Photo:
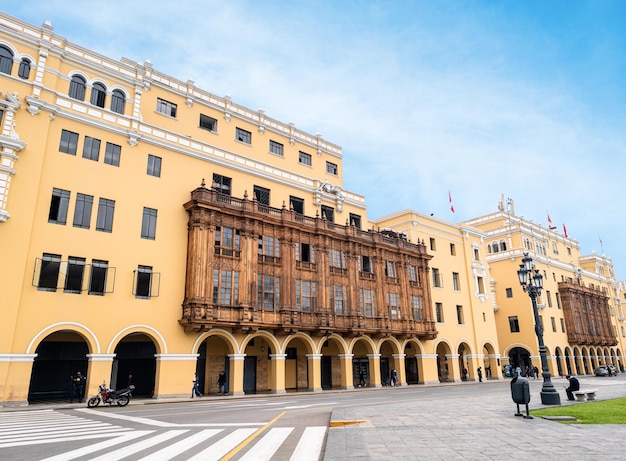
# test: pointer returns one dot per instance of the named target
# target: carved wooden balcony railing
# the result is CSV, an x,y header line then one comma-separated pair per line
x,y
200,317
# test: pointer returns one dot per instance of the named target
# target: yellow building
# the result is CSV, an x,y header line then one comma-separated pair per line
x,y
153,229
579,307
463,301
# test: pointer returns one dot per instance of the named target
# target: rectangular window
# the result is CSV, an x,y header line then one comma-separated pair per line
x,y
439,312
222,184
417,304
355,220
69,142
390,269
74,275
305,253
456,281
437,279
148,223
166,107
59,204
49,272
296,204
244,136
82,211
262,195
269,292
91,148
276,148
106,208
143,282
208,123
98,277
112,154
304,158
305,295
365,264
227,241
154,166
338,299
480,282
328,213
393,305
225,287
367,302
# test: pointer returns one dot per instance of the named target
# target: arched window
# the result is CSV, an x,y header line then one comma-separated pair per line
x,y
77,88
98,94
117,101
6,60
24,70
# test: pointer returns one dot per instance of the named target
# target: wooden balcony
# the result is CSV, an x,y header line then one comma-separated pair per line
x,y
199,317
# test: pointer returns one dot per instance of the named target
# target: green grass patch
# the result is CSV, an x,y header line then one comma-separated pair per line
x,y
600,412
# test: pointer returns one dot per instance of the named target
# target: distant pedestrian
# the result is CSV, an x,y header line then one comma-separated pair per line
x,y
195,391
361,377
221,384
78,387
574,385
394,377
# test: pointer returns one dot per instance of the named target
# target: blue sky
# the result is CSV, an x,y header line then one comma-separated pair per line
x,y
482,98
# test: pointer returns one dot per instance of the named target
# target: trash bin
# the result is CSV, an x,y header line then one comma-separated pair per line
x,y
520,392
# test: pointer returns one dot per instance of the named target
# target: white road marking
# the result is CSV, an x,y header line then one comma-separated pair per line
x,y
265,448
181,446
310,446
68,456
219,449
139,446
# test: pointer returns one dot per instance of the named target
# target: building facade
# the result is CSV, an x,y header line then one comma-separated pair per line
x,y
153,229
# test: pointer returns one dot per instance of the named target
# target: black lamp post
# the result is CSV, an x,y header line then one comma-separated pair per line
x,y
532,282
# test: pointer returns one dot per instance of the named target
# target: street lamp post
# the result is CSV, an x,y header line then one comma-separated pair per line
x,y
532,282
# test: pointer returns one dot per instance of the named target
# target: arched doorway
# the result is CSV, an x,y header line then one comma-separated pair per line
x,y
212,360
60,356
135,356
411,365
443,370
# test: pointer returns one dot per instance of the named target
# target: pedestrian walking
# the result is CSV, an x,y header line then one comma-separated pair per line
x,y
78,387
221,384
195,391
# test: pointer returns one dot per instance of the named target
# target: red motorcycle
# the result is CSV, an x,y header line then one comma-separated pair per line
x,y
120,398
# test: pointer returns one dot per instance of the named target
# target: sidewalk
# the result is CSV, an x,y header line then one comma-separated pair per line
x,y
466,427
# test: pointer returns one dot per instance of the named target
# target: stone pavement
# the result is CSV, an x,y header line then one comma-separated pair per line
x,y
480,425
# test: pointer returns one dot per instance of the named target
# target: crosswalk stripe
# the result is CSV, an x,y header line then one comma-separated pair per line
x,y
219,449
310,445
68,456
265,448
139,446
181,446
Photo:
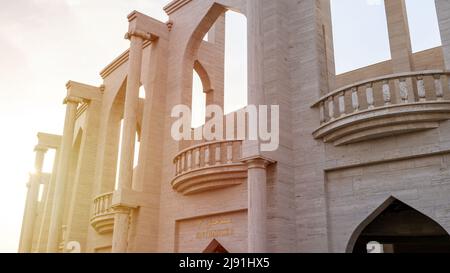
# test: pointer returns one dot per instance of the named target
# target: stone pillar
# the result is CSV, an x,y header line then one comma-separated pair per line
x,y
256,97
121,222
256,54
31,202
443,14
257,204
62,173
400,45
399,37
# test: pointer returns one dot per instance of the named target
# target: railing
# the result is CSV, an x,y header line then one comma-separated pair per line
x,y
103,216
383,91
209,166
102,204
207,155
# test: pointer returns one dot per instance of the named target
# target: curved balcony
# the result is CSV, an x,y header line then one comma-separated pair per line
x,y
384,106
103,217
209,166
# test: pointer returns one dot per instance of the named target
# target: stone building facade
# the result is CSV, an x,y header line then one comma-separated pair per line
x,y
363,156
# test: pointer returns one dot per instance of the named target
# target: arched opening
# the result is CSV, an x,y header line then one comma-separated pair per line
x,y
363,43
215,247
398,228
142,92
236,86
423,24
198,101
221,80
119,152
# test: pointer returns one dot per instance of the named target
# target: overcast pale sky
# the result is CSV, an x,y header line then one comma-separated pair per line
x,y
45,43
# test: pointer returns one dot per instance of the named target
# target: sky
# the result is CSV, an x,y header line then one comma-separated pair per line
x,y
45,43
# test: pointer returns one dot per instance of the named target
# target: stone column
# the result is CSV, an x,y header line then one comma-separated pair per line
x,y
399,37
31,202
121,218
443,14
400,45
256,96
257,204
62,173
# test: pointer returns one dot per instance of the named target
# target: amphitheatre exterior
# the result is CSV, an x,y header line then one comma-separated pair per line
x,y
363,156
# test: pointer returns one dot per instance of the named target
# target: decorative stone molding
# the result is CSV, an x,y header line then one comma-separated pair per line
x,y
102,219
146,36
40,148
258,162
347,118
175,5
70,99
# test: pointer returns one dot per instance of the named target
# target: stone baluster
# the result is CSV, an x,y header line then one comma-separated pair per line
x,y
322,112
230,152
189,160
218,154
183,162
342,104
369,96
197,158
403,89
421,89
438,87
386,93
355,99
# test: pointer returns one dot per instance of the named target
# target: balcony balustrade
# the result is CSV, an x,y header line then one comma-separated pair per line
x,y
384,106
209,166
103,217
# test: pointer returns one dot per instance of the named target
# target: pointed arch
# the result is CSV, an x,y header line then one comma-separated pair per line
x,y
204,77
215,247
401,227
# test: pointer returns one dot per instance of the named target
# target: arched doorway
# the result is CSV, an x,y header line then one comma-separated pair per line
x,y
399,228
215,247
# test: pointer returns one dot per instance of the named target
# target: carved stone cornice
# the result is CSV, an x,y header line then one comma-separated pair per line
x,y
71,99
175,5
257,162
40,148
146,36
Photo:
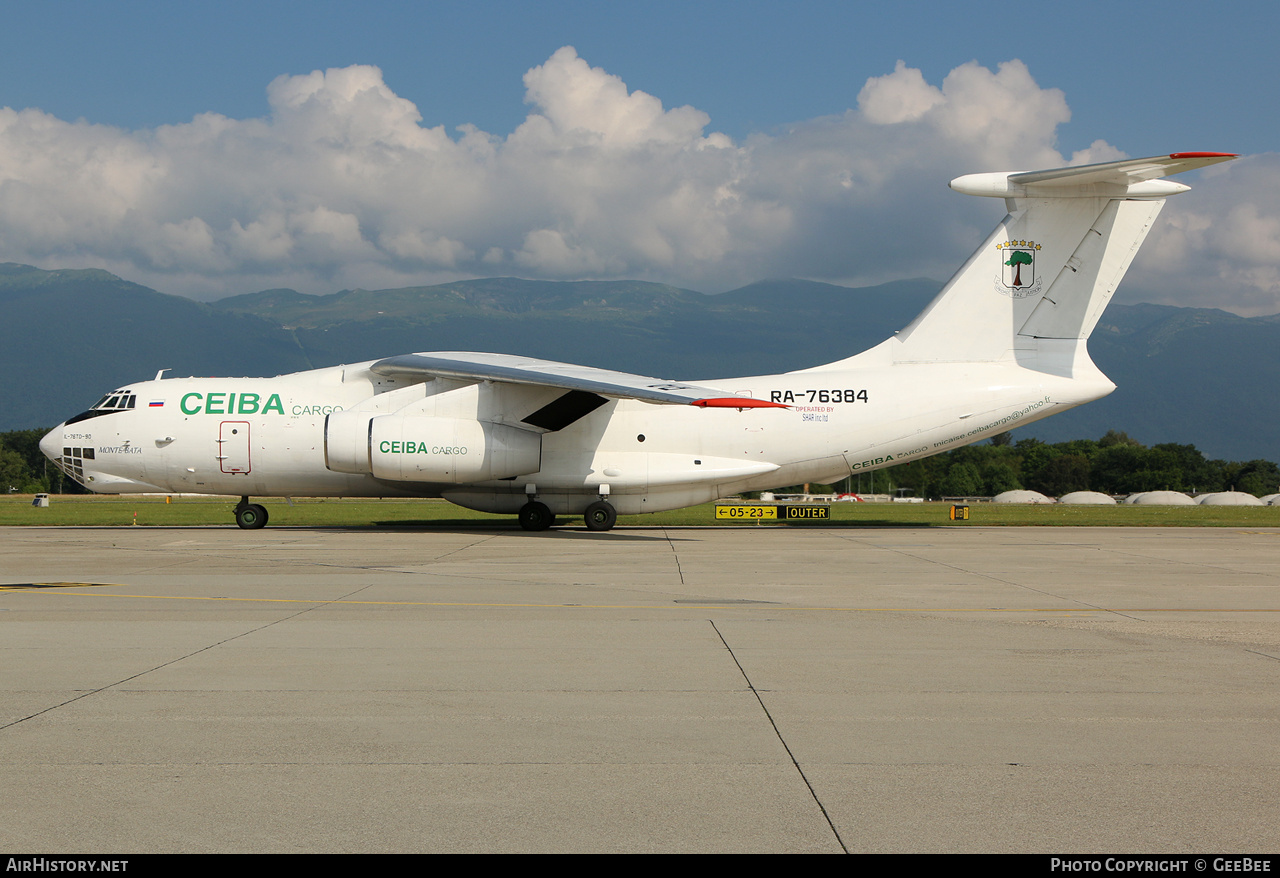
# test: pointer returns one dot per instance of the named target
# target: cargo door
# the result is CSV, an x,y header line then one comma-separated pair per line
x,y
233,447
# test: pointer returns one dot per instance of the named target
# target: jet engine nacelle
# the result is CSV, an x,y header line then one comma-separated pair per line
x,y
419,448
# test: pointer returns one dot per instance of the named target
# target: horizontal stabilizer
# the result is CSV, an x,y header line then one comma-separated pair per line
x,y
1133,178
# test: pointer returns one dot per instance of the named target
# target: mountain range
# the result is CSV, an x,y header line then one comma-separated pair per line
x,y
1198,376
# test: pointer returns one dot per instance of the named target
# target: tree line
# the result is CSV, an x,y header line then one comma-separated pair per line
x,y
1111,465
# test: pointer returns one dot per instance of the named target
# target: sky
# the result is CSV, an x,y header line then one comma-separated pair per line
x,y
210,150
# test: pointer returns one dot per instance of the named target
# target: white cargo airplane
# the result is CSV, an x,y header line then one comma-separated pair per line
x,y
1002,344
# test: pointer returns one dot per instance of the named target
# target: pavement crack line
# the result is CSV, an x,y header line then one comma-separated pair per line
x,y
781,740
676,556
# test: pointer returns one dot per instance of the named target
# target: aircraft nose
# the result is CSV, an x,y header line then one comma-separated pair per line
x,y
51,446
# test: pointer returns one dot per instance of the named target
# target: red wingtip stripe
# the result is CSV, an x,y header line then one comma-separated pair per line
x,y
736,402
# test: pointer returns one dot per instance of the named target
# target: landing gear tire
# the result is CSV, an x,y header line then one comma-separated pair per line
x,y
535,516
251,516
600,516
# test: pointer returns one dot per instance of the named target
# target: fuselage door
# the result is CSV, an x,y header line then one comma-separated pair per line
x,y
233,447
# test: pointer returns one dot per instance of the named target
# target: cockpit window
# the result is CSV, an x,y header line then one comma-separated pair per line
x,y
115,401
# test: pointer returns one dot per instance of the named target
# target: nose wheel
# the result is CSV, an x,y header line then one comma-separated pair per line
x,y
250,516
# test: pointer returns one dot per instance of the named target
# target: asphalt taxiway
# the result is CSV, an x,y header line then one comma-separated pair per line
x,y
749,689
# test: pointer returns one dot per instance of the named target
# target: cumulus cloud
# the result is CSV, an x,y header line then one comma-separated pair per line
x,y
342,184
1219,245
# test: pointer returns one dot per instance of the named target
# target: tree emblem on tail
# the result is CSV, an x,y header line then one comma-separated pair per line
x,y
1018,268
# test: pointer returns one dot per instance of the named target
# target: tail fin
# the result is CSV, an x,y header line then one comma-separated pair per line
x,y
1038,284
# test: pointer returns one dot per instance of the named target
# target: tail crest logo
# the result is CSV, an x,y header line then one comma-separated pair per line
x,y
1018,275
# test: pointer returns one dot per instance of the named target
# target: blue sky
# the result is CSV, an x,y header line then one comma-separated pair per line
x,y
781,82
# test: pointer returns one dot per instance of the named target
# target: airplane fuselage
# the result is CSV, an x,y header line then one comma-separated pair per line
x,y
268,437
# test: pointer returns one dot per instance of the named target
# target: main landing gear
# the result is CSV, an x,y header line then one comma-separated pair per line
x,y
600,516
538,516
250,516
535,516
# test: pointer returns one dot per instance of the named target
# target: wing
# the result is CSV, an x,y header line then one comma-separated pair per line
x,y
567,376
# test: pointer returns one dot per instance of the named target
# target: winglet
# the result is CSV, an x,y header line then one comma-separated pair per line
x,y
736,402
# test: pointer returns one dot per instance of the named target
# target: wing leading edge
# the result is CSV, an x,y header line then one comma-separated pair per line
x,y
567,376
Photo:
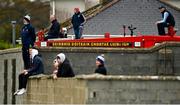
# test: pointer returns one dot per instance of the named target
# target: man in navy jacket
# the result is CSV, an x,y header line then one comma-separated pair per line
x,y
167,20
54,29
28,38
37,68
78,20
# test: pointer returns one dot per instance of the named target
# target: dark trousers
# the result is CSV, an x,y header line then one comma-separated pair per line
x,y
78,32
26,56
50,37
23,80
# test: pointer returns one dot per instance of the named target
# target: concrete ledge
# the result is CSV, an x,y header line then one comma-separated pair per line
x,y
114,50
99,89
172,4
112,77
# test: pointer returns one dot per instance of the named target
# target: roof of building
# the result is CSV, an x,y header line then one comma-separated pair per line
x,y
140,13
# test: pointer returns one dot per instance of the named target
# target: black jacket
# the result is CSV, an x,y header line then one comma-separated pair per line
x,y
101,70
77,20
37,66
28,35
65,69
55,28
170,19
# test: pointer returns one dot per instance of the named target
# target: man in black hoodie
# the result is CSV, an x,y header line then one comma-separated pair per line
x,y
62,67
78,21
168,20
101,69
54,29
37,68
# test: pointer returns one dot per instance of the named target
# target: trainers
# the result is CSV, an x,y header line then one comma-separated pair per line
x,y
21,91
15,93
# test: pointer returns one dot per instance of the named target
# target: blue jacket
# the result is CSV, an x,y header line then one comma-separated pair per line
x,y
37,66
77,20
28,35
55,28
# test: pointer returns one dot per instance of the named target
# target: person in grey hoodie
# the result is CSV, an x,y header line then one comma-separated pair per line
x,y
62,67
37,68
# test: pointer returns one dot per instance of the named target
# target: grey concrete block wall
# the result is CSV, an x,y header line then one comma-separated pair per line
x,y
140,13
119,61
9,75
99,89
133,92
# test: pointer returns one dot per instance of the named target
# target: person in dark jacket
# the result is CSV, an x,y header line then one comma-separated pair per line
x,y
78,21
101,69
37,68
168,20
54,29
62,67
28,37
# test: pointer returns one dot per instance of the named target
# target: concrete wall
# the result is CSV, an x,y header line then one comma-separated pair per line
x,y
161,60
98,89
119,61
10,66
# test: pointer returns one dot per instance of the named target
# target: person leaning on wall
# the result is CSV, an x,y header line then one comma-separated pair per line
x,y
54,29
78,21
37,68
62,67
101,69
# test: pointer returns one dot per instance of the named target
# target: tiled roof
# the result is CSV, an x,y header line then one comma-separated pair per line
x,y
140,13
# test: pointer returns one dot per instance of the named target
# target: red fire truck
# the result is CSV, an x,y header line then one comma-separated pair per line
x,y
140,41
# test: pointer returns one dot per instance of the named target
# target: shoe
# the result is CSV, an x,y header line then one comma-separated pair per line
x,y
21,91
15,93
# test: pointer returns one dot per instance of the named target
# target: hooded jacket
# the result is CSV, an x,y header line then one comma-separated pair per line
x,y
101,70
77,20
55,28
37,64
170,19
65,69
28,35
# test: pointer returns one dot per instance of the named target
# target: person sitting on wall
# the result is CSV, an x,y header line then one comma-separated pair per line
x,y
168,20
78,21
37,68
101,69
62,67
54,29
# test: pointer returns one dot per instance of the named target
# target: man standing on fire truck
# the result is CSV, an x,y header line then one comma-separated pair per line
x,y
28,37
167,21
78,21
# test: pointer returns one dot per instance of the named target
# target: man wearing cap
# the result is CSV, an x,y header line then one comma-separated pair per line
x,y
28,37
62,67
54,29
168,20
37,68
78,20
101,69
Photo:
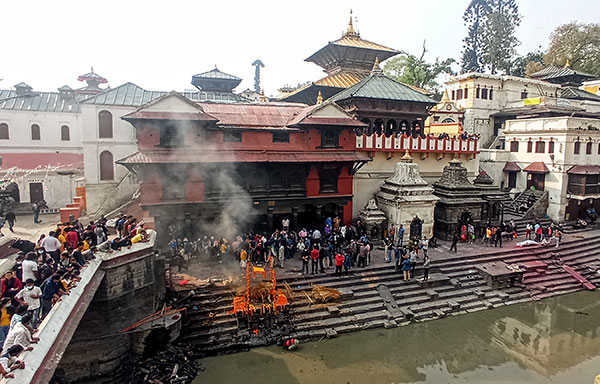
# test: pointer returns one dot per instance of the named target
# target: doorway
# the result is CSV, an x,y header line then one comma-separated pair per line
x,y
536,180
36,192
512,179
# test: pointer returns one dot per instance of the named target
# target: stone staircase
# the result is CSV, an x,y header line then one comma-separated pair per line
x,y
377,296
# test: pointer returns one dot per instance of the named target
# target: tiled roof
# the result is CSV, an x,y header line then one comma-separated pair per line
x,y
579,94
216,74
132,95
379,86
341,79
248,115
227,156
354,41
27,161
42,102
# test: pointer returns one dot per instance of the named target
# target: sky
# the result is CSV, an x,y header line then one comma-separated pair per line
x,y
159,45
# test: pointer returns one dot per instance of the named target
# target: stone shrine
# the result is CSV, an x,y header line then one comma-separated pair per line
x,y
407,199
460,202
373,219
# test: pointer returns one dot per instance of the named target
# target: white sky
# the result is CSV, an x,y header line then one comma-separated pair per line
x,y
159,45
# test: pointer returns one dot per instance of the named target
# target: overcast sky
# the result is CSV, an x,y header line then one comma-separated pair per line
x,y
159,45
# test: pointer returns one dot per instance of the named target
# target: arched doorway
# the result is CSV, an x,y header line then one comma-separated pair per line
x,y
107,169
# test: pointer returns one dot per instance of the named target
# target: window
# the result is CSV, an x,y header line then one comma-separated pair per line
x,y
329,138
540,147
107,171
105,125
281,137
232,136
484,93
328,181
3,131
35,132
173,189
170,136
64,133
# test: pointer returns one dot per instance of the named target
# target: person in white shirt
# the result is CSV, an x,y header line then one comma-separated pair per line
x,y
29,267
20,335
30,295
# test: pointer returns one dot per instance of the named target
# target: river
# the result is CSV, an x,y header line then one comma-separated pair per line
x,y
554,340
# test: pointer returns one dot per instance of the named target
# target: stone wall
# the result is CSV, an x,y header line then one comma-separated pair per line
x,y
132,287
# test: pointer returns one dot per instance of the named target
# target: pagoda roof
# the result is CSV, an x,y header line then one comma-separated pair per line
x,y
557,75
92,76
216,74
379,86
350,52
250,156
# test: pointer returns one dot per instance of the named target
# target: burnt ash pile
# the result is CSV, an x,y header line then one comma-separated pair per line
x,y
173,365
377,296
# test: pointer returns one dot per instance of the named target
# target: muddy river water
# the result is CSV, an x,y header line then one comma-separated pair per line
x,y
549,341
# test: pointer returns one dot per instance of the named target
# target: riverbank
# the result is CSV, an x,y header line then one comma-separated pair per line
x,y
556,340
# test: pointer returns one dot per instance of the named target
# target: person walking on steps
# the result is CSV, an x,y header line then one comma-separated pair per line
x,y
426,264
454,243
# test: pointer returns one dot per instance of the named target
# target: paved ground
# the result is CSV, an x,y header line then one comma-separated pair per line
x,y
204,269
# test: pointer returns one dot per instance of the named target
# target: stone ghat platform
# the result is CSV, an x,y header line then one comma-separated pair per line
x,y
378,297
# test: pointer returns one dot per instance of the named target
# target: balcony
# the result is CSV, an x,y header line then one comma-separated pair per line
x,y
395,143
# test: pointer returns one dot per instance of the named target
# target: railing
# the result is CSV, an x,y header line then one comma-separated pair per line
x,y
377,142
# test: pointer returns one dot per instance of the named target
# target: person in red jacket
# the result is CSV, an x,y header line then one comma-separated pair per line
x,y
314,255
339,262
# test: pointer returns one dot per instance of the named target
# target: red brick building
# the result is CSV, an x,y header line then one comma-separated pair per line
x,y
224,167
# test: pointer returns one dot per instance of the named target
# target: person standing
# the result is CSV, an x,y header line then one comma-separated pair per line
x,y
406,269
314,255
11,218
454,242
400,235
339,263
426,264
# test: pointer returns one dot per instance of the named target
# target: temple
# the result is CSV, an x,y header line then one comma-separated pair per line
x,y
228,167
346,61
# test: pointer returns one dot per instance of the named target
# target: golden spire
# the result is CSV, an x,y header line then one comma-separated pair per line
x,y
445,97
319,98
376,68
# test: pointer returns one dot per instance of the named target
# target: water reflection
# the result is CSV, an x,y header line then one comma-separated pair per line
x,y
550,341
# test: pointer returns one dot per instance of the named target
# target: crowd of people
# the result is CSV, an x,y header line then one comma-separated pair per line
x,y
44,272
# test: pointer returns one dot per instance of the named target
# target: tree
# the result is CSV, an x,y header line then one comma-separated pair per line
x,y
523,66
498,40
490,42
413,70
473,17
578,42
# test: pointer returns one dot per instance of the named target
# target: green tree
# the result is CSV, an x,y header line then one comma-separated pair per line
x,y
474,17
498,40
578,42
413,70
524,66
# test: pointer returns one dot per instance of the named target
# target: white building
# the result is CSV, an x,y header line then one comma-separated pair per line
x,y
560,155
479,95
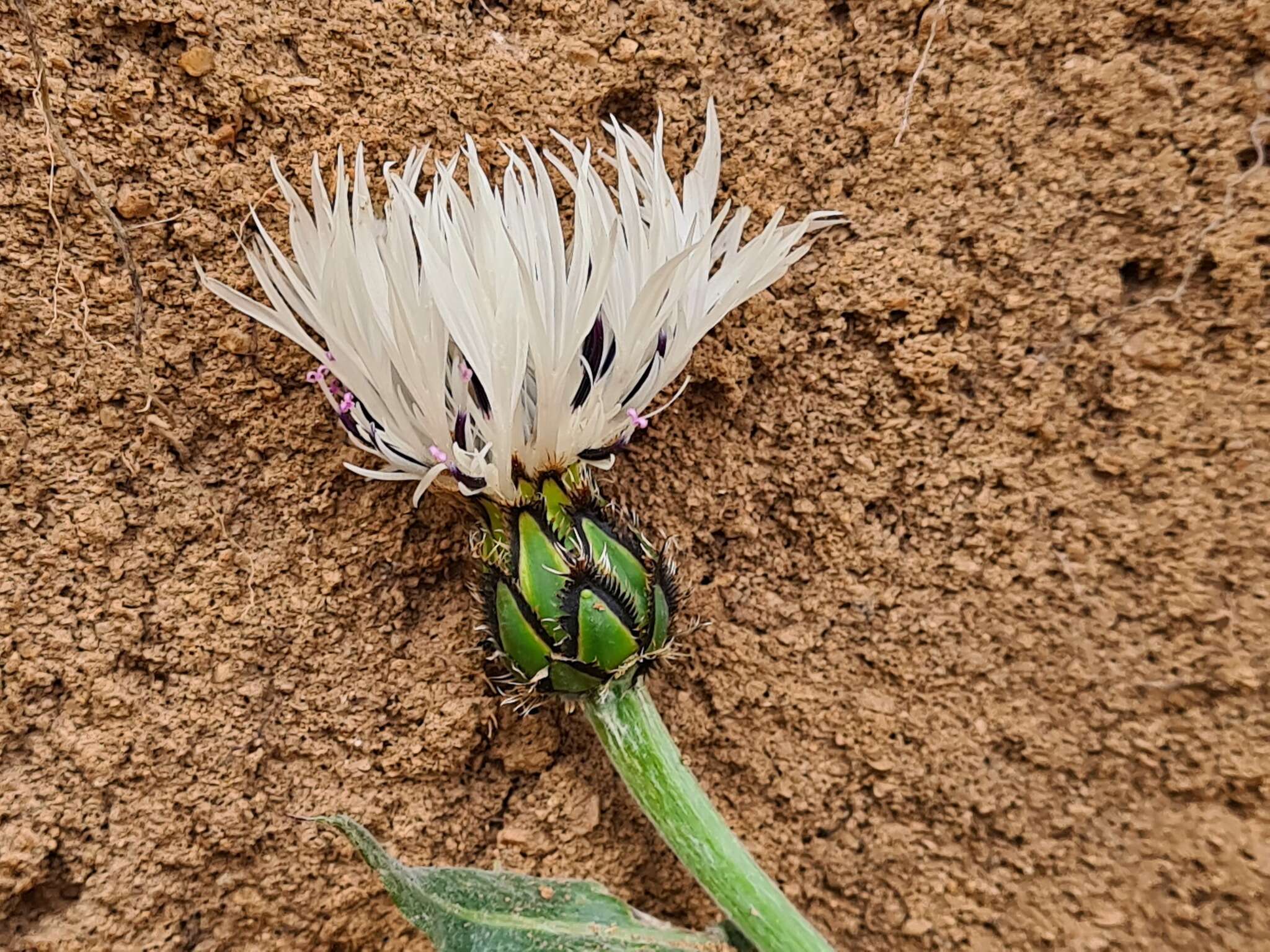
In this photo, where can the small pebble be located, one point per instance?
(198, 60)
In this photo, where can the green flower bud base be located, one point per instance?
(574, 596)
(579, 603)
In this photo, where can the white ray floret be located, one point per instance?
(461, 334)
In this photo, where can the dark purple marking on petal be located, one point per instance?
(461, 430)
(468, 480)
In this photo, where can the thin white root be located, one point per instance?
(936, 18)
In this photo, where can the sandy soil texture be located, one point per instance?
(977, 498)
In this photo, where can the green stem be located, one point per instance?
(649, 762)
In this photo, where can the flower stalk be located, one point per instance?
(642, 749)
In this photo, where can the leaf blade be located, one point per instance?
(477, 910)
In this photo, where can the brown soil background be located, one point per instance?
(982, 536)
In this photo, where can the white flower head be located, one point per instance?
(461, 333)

**Prompt**
Copy every line in the data above that has the string "pavement" in it.

**Written answer**
# target: stone pavement
# target: pavement crack line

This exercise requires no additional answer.